##### Material provided #####
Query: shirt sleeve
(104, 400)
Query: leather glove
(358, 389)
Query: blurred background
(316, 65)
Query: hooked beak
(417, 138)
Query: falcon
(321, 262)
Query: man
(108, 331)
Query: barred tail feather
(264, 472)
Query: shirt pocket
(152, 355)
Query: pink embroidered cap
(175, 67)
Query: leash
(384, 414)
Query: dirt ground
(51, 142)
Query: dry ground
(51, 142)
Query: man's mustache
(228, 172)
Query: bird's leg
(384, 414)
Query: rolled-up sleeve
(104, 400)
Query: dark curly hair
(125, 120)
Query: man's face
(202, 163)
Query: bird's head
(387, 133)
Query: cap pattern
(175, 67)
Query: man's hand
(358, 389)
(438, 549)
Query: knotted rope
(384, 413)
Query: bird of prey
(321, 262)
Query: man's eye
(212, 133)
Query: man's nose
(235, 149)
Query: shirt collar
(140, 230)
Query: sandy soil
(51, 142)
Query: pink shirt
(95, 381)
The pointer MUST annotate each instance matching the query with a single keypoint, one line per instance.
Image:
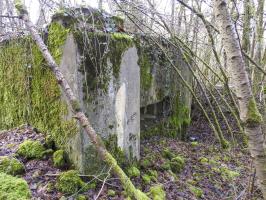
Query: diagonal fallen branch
(79, 115)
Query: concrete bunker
(125, 85)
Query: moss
(166, 165)
(228, 174)
(196, 191)
(13, 188)
(173, 127)
(180, 118)
(118, 21)
(28, 77)
(145, 65)
(168, 154)
(145, 163)
(111, 193)
(146, 179)
(194, 144)
(30, 149)
(112, 146)
(157, 192)
(203, 160)
(69, 182)
(153, 174)
(253, 115)
(60, 159)
(133, 172)
(119, 44)
(81, 197)
(11, 166)
(95, 63)
(129, 188)
(177, 164)
(56, 39)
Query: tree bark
(79, 115)
(248, 109)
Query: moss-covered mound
(60, 159)
(157, 193)
(69, 182)
(30, 149)
(133, 172)
(12, 188)
(11, 166)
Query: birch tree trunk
(249, 113)
(79, 115)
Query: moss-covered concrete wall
(30, 93)
(113, 75)
(165, 101)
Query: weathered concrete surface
(113, 112)
(114, 109)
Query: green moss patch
(133, 172)
(31, 149)
(24, 73)
(111, 193)
(253, 115)
(157, 192)
(13, 188)
(196, 191)
(11, 166)
(60, 159)
(177, 164)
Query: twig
(104, 181)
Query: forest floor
(209, 172)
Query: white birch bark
(249, 113)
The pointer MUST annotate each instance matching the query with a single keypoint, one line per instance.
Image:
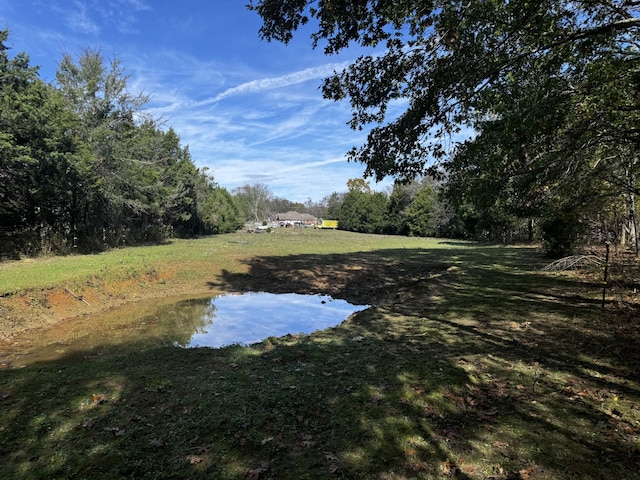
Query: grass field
(472, 364)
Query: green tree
(113, 195)
(362, 210)
(38, 158)
(441, 58)
(254, 201)
(420, 213)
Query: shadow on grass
(470, 365)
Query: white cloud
(261, 85)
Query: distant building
(292, 218)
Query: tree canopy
(526, 108)
(83, 168)
(446, 62)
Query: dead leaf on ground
(156, 442)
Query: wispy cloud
(261, 85)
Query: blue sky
(249, 110)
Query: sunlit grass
(470, 364)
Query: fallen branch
(574, 261)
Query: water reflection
(252, 317)
(196, 322)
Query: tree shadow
(469, 365)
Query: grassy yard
(471, 364)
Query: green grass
(471, 365)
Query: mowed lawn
(471, 363)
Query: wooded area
(526, 111)
(82, 168)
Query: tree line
(83, 168)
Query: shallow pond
(195, 322)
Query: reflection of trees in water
(178, 322)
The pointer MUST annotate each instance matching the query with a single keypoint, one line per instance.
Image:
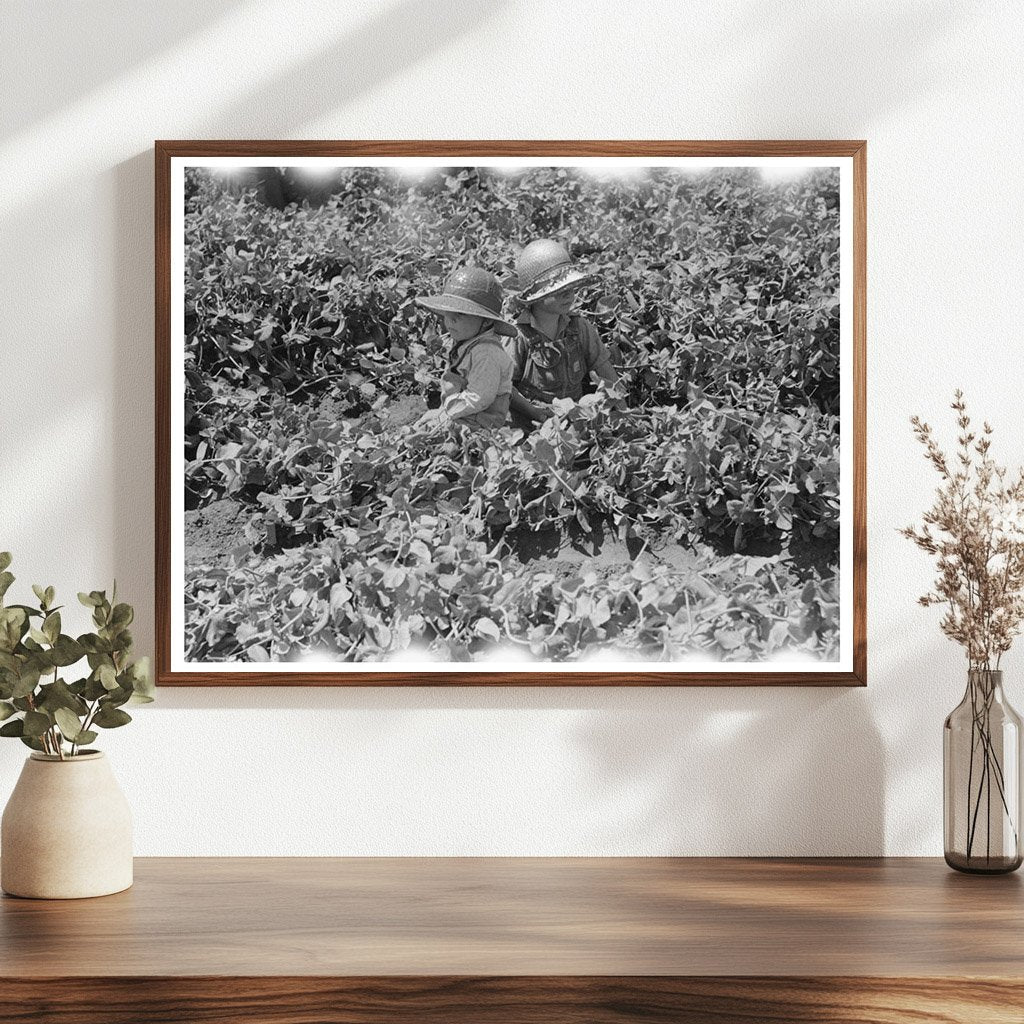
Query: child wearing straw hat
(555, 350)
(477, 384)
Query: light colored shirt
(477, 385)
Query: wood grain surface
(309, 940)
(166, 150)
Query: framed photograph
(492, 413)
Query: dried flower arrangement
(976, 530)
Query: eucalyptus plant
(46, 712)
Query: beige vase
(67, 829)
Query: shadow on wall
(739, 772)
(810, 53)
(49, 61)
(395, 38)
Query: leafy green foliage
(57, 717)
(722, 436)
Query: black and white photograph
(522, 414)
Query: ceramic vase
(67, 829)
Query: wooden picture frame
(248, 617)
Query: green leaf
(36, 723)
(122, 615)
(69, 724)
(141, 679)
(94, 645)
(111, 718)
(58, 694)
(51, 626)
(27, 682)
(67, 651)
(13, 624)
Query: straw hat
(544, 267)
(473, 291)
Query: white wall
(937, 89)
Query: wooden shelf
(481, 940)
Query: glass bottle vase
(981, 748)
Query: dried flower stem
(975, 529)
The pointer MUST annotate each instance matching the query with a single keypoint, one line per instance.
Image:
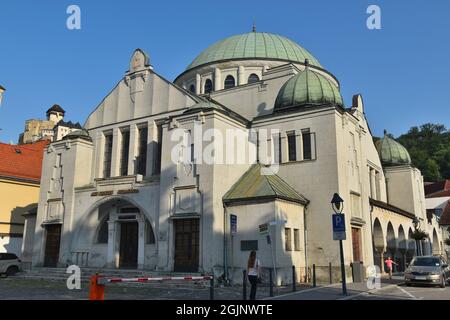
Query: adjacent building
(254, 131)
(53, 128)
(20, 173)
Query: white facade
(113, 213)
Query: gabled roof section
(22, 162)
(207, 103)
(445, 217)
(255, 185)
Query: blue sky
(401, 70)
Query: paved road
(390, 290)
(402, 292)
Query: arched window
(253, 78)
(149, 235)
(102, 236)
(229, 82)
(208, 86)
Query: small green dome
(254, 45)
(81, 133)
(391, 152)
(308, 88)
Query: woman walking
(253, 271)
(389, 262)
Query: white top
(254, 271)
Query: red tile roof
(445, 217)
(22, 161)
(436, 187)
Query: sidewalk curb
(368, 292)
(301, 291)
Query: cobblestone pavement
(36, 289)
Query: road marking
(408, 293)
(301, 291)
(366, 293)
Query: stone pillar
(241, 76)
(284, 148)
(373, 186)
(133, 151)
(112, 239)
(141, 243)
(99, 147)
(299, 146)
(217, 79)
(115, 159)
(152, 137)
(198, 84)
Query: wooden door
(356, 241)
(52, 244)
(186, 245)
(128, 245)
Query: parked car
(10, 264)
(432, 270)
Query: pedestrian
(389, 262)
(253, 272)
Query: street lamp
(1, 94)
(416, 223)
(338, 205)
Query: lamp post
(338, 205)
(416, 223)
(1, 94)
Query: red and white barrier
(98, 282)
(115, 280)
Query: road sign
(264, 229)
(233, 224)
(277, 222)
(339, 227)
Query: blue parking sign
(339, 227)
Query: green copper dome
(391, 152)
(254, 45)
(308, 88)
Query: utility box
(358, 271)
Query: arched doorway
(435, 244)
(116, 233)
(378, 244)
(391, 243)
(402, 249)
(412, 250)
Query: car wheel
(12, 271)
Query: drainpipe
(306, 241)
(225, 249)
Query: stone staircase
(59, 274)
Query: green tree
(429, 148)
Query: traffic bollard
(211, 288)
(244, 285)
(294, 280)
(314, 276)
(96, 291)
(270, 283)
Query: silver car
(431, 270)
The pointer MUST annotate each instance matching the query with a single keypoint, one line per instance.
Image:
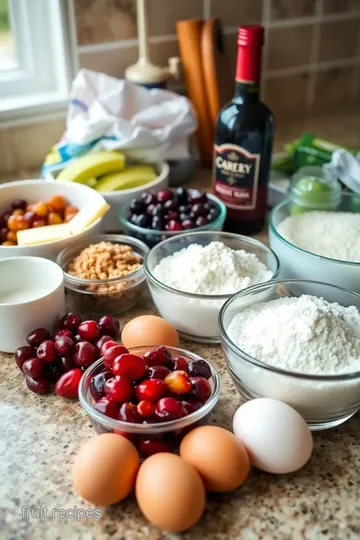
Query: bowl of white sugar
(296, 341)
(319, 245)
(192, 275)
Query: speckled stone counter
(39, 436)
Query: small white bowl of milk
(31, 296)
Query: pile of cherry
(152, 388)
(61, 358)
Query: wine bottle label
(236, 176)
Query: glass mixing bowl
(195, 316)
(170, 432)
(324, 401)
(301, 264)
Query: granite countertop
(39, 436)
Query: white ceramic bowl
(300, 264)
(36, 190)
(117, 198)
(31, 296)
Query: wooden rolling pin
(189, 34)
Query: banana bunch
(107, 171)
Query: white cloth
(109, 113)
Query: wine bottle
(243, 141)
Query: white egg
(276, 437)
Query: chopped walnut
(102, 261)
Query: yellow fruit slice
(93, 165)
(133, 176)
(87, 216)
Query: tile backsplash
(311, 56)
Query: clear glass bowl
(170, 432)
(301, 264)
(151, 237)
(103, 296)
(325, 401)
(195, 316)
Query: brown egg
(169, 492)
(218, 456)
(148, 330)
(105, 469)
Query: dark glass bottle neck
(247, 92)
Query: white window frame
(44, 36)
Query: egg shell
(169, 492)
(218, 456)
(276, 437)
(105, 469)
(148, 330)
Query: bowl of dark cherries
(154, 217)
(151, 395)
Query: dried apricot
(54, 219)
(17, 223)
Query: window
(35, 56)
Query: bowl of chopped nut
(104, 275)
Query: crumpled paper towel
(106, 113)
(347, 168)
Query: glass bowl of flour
(192, 275)
(296, 341)
(319, 245)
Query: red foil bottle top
(250, 42)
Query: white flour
(331, 234)
(213, 269)
(306, 334)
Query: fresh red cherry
(70, 321)
(169, 408)
(118, 389)
(180, 363)
(110, 326)
(37, 336)
(164, 195)
(68, 384)
(178, 382)
(62, 333)
(199, 368)
(151, 390)
(146, 409)
(158, 356)
(34, 367)
(107, 407)
(66, 363)
(101, 341)
(47, 351)
(41, 386)
(201, 389)
(97, 384)
(191, 405)
(54, 371)
(111, 353)
(85, 354)
(129, 413)
(89, 330)
(148, 447)
(22, 354)
(130, 365)
(157, 372)
(64, 345)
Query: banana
(83, 169)
(133, 176)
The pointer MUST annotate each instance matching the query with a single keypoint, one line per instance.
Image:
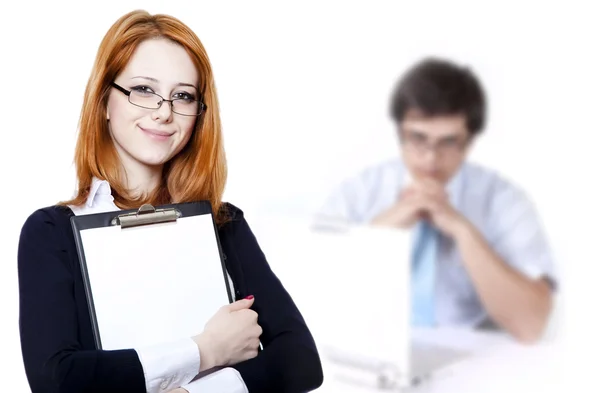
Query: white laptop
(352, 285)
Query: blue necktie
(423, 274)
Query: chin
(154, 160)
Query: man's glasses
(186, 106)
(421, 144)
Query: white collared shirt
(499, 210)
(167, 366)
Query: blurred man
(480, 254)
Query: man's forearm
(518, 304)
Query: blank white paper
(154, 284)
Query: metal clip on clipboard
(146, 215)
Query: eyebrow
(156, 81)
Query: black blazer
(56, 333)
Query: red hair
(199, 171)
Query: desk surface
(497, 364)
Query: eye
(142, 90)
(450, 142)
(184, 96)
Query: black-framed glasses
(146, 99)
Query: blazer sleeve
(53, 356)
(289, 361)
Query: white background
(304, 89)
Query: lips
(157, 133)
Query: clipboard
(152, 275)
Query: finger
(241, 304)
(430, 186)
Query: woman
(150, 133)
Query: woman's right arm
(54, 358)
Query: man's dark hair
(437, 87)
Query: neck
(140, 178)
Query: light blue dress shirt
(501, 211)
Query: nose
(163, 113)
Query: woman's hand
(230, 336)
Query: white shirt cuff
(226, 380)
(170, 365)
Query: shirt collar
(98, 188)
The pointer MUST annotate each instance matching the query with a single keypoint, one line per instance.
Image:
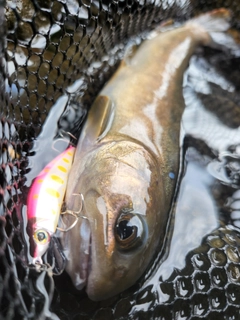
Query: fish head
(40, 237)
(123, 218)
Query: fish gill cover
(56, 55)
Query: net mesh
(53, 48)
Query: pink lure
(45, 201)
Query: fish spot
(53, 192)
(66, 160)
(61, 168)
(57, 178)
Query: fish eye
(129, 231)
(41, 236)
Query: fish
(44, 202)
(126, 162)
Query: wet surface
(196, 276)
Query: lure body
(45, 201)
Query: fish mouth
(84, 257)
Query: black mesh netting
(69, 48)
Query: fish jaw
(79, 256)
(125, 189)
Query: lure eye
(129, 231)
(41, 236)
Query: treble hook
(75, 214)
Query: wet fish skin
(128, 147)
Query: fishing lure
(45, 201)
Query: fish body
(126, 162)
(44, 202)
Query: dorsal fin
(98, 121)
#####
Task instructions: Find "Query: wet fish skin" in the material above; set down exactly the line holding it and every line after it, through the last, and no others.

Solution below:
Query: wet fish skin
(128, 147)
Query: fishing lure
(45, 201)
Query: fish body
(126, 162)
(44, 202)
Query: dorsal fin
(98, 121)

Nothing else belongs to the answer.